THE RECORDS:
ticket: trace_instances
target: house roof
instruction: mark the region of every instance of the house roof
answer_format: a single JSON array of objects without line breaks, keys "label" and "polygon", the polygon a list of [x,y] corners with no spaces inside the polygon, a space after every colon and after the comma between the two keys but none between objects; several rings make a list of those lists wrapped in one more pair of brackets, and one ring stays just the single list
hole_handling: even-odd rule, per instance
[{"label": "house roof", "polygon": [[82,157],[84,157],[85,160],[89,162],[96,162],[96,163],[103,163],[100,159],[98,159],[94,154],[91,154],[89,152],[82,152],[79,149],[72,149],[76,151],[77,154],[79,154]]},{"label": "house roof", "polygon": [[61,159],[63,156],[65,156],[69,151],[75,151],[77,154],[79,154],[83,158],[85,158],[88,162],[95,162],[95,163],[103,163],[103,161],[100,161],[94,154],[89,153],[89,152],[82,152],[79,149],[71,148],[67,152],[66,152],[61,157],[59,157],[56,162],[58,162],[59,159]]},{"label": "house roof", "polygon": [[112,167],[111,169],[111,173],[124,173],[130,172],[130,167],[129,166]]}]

DIRECTION:
Reproduce every one of the records above, line for line, without changing anything.

RESULT OF THIS EXERCISE:
ticket: trace_instances
target: house roof
instruction: mark the region of every instance of the house roof
answer_format: a single JSON array of objects without line breaks, keys "label" and "polygon", the polygon a list of [x,y] corners with no spaces inside the polygon, a space after every colon and after the comma between the two keys but none between objects; several rings make a list of those lists wrapped in one more pair of brackets, and one ring stays just the single list
hole_handling: even-odd rule, per instance
[{"label": "house roof", "polygon": [[82,157],[84,157],[85,160],[89,162],[96,162],[96,163],[103,163],[100,159],[98,159],[94,154],[91,154],[89,152],[82,152],[79,149],[72,149],[76,151],[77,154],[79,154]]},{"label": "house roof", "polygon": [[61,159],[63,156],[65,156],[69,151],[75,151],[77,154],[79,154],[83,158],[85,158],[88,162],[95,162],[95,163],[103,163],[103,161],[100,161],[94,154],[89,153],[89,152],[82,152],[79,149],[71,148],[67,152],[66,152],[61,157],[59,157],[56,162],[58,162],[59,159]]},{"label": "house roof", "polygon": [[112,167],[111,169],[111,173],[124,173],[130,172],[130,167],[129,166]]}]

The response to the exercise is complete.